**Задание:**
Приведите без изменений отрывок текста о русской словесности от слов «В русской истории» до слов «вплоть до современности.» включительно.

**Текст:**
---------------

Рассмотрение русской словесности как единого текста, естественно, не исключает внимания к историческим трансформациям этого текста. Вполне очевидно, что природа слова и самый статус словесности менялись при переходе от одной эпохи к другой. Однако и переходы тоже могут быть описаны как некий единый сюжет, как некое структурное целое. Экспликация такого сюжетного и структурного единства и станет центральной задачей предлагаемого исследования.
В русской истории сменилось несколько эпох, отличных друг от друга не только ведущими идеями или ценностями, не только экономическими, государственными или идеологическими ориентирами — но именно ключевыми устрояющими принципами миропорядка. И хотя процесс этот происходил со свойственной истории прихотливостью, тем не менее в нем усматривается удивительный по своей строгости структурный закон. Систему категорий, пригодных для его описания, можно было бы ввести как исходную аксиоматику исследования, но более предпочтительным кажется другой путь. Попробуем вывести необходимые категории из тех представлений, которые свойственны были средневековому сознанию и попытаемся с их помощью описать дальнейшее развитие русской культуры, вплоть до современности.
«…искони бе слово и слово бе оу бога, и богъ бе слово…» — согласно Житию Константина, это первые слова, начертанные славянскими письменами. К той же первой главе Евангелия от Иоанна восходит по своей центральной идее Слово о законе и благодати2 — самый ранний (из сохраненных для нас историей) памятник собственно русской словесности. Евангелие от Иоанна с его словами о Слове оказывается, таким образом, отправной точкой для всего текста русской культуры.
Именно к этому Евангелию восходит логосное, софийное понимание слова, которое оформилось в первые же века русской письменности и сохранило свою актуальность до ХХ века. Существенно, что при этом речь всегда шла не только о том Слове, которое было «в начале», не только о библейском Божественном глаголе, исходящем непосредственно от Творца, не только о Логосе Христе, но и о том слове, которое читается, пишется, слышится и произносится на земле.
Как в Софии Творец, тварь и творчество слиты в неразъемлемое единство, так слиты они и в Слове1. Представление об этом единстве (Бог Слово — творение Словом — воплощение Слова), утвержденном Евангелием от Иоанна, актуализируется в первых же произведениях славянской и русской письменности. В Житии Константина тезис о творческой мощи слова выступает как отличительная черта новой религии. В ответ на тост хазарского кагана: «пиамь въ име бога единого, сътворшаго въсоу тварь», Константин провозглашает: «пию въ име бога единого и словесе его сътворшаго словомь въсоу тварь, им же небеса оутврьдишесе…».
Представление о путях воплощения Слова имело в русской культуре далеко идущие последствия. Предания о возникновении славянской письменности согласны в том, что славянское «слово буквенное» даровано было Константину Философу от Бога. Солунская
легенда (Слово Кырила Философа) вводит в мотивный состав этих преданий одну замечательную деталь. Однажды, в неделю Пасхи, выйдя из церкви, он увидел голубя говорящего, который держал в клюве свиток. В свитке Константин нашел все тридцать пять букв; когда он положил их себе на грудь и понес к митрополиту, они скрылись в его теле. После этого он забыл греческий язык — и смог написать тридцать пять букв для болгар3. Итак, буквы — этот, казалось бы, наиболее формальный, наиболее условный, технический, рукотворный элемент языка — проходят путь Логоса Христа. Как Слово, которое было у Бога, становится плотью, чтобы обитать с нами, так и буквы, дарованные свыше, сначала скрываются в теле Константина и лишь затем делаются достоянием народа.

---------------

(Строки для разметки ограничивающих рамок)
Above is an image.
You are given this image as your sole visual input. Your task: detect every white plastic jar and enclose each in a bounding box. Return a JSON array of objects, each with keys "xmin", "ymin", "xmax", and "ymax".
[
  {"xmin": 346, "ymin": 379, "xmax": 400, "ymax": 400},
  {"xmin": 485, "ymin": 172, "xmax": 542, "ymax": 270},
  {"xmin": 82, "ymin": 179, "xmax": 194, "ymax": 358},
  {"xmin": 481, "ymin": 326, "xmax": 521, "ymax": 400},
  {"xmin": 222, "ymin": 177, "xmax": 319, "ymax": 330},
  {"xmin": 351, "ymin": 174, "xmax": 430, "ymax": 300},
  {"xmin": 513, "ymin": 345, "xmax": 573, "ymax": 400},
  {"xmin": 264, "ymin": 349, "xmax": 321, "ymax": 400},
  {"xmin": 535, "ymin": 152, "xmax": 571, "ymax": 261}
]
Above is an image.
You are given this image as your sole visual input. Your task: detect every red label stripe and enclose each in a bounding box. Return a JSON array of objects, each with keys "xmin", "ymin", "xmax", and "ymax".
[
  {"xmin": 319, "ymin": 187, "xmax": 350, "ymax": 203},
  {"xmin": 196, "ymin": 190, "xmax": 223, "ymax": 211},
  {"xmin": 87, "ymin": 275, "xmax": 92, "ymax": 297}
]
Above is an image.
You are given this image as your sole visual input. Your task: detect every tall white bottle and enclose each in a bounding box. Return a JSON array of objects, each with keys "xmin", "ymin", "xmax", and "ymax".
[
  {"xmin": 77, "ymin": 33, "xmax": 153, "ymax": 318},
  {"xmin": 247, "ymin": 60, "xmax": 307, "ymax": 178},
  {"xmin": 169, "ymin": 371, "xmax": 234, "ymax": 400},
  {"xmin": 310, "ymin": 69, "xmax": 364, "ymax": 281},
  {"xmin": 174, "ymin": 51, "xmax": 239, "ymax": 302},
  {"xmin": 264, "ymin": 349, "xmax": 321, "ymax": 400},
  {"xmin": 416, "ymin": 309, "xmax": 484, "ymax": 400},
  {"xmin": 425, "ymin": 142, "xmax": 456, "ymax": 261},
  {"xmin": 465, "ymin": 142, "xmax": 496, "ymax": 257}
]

---------------

**Результат:**
В русской истории сменилось несколько эпох, отличных друг от друга не только ведущими идеями или ценностями, не только экономическими, государственными или идеологическими ориентирами — но именно ключевыми устрояющими принципами миропорядка. И хотя процесс этот происходил со свойственной истории прихотливостью, тем не менее в нем усматривается удивительный по своей строгости структурный закон. Систему категорий, пригодных для его описания, можно было бы ввести как исходную аксиоматику исследования, но более предпочтительным кажется другой путь. Попробуем вывести необходимые категории из тех представлений, которые свойственны были средневековому сознанию и попытаемся с их помощью описать дальнейшее развитие русской культуры, вплоть до современности.